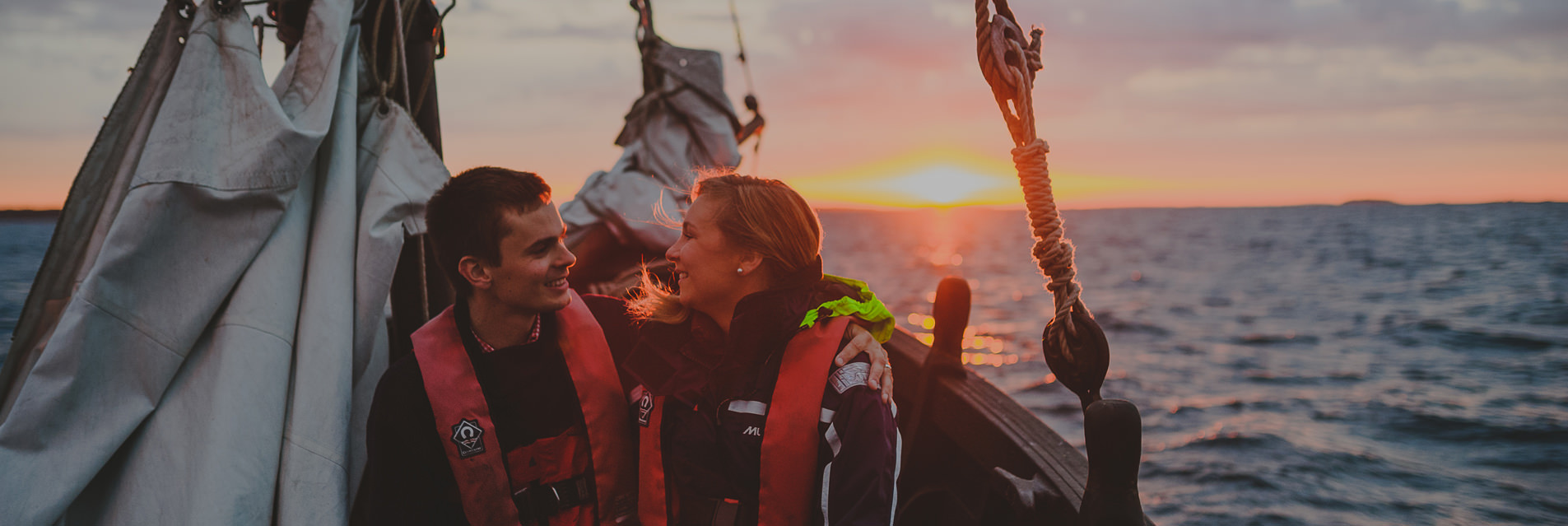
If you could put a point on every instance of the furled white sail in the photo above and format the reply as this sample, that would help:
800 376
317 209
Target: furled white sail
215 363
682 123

*TASK PROMPT*:
Write the lines above out again exactly, without any of their pictures.

*THE REPLY*:
If you could put a point on every instance of the furled white sail in the photo above and format the reply as this sample, that would help:
800 376
317 209
Target: furled white sail
215 363
682 123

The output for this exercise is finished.